9.47 The quality of preliminary births and deaths data, as measured by the differences between preliminary and revised estimates, are affected by delays between the occurrence of these events and their registration. These can be caused by a range of factors, and could include:
  • (in the case of births) delays in parents registering the birth of a child
  • (in the case of deaths) delays in the submission of a death certificate to a registrar
  • delays in the processing of forms at registry offices
  • delays in the processing of data received from registrars at ABS offices
  • other ad-hoc delays or processing problems.

9.48 Preliminary estimates can also be subject to sudden 'shocks', e.g. processing lags due to peak workloads, holiday periods, or technical issues.

9.49 The delays (or lags) in registration are a greater problem for births than for deaths and are the main cause of differences between preliminary and revised estimates of natural increase. More information on these lags, and how adjustments are made to compensate for them, is provided in Chapter 5 - Estimating births and deaths.

Work instruction 1:
Translate this sentence from the passage on preliminary births and deaths data into Spanish: "Preliminary estimates can also be subject to sudden 'shocks', e.g. processing lags due to peak workloads, holiday periods, or technical issues."
Work instruction 2:
Extend the passage on preliminary births and deaths data, starting after its final sentence.

Dataset content:
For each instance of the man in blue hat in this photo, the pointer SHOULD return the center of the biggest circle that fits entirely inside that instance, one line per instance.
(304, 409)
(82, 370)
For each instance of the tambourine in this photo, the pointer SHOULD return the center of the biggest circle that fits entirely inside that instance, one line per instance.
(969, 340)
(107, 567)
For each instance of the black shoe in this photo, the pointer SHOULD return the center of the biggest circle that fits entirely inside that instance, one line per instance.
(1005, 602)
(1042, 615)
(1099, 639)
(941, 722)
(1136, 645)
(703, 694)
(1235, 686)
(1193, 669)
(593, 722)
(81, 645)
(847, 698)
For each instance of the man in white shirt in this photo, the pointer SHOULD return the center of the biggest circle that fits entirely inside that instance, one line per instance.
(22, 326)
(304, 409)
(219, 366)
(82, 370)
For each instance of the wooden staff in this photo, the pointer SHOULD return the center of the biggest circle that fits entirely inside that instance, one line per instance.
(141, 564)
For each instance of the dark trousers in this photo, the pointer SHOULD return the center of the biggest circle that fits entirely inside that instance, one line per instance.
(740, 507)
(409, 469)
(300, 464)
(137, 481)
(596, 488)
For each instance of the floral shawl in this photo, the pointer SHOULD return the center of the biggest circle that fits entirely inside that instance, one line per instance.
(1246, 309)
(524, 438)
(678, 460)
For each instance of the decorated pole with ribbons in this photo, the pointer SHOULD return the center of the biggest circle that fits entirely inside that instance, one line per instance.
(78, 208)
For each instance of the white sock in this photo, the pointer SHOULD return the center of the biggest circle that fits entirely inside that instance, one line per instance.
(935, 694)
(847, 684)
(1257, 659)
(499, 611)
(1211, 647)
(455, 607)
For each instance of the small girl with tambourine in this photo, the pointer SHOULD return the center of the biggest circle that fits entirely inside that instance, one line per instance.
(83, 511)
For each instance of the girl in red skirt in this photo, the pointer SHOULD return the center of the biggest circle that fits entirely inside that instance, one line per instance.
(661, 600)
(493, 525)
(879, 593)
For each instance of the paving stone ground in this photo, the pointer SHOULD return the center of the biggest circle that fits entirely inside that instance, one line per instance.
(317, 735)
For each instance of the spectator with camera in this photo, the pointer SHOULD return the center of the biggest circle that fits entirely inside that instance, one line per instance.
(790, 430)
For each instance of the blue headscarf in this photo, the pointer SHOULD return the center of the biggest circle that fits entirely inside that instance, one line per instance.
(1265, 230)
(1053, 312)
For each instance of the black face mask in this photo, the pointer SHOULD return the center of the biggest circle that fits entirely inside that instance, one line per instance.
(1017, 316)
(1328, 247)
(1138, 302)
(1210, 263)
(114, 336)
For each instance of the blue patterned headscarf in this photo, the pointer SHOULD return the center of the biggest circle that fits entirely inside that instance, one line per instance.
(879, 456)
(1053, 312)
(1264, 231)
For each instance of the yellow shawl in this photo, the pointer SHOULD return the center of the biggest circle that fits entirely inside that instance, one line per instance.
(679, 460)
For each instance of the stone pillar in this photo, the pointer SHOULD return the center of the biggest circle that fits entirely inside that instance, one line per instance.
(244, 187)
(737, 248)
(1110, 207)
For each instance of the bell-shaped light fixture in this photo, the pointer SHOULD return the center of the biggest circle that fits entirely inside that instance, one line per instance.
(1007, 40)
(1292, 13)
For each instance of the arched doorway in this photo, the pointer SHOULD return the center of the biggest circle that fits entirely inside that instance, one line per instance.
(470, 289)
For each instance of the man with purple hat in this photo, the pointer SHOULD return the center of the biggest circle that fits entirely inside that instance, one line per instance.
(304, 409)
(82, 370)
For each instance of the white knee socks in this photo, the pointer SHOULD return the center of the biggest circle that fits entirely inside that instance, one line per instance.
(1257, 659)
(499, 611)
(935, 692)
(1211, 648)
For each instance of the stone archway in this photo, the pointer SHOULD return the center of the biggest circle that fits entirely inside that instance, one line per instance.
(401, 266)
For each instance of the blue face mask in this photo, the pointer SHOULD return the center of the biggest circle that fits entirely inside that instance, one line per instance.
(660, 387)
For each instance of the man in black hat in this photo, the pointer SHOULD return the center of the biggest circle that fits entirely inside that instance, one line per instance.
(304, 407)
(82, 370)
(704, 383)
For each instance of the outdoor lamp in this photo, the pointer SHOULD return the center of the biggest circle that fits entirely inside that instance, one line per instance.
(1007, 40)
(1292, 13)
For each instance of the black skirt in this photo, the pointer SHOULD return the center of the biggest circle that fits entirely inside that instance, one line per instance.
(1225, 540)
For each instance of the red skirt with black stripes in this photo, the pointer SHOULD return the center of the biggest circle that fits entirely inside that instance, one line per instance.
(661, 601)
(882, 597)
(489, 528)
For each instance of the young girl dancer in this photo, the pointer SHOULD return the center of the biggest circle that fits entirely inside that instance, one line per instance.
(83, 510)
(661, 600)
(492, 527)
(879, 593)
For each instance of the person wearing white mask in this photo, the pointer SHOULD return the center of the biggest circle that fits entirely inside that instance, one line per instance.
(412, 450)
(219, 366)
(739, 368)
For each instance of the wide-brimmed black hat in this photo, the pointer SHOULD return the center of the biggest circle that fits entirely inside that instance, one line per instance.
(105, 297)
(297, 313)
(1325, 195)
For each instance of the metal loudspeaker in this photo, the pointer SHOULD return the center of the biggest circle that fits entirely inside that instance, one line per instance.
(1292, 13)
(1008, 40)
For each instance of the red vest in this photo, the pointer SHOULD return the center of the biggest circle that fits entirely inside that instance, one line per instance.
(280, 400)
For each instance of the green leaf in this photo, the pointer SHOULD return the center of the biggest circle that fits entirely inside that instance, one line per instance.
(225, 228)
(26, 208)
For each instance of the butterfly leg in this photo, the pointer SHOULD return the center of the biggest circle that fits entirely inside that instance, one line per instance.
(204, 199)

Task answer 1:
Las estimaciones preliminares también pueden estar sujetas a "choques" repentinos, por ejemplo, retrasos en el procesamiento debidos a picos de carga de trabajo, períodos vacacionales o problemas técnicos.

Task answer 2:
Indigenous births and deaths

9.50 Although it is considered likely that most Aboriginal and/or Torres Strait Islander (Indigenous) births and deaths are registered, a proportion of these are not registered as being of Indigenous origin. Birth registrations classify a birth as being of Indigenous origin where at least one parent identified themselves as being of Indigenous origin on the birth registration statement. Death registrations classify a death as being of Indigenous origin where the person completing the registration form (be it a relative or other person acquainted with the deceased, or by an official of the institution where the death occurred) identifies the deceased person as Indigenous.

9.51 There are several data collection forms (including birth and death registration forms) on which information on the Indigenous origin of the person in question is requested. Due to a number of factors, the results are not always consistent. The likelihood that a person will identify, or be identified, as Indigenous on a specific form is known as their propensity to identify as Indigenous.

9.52 Propensity to identify as Indigenous is determined by a range of factors, including:
  • how the information is collected
  • who completes the form
  • the perception of how the information will be used
  • education programs about identifying as Indigenous
  • cultural issues associated with identifying as Indigenous
  • emotional reaction to identifying as Indigenous.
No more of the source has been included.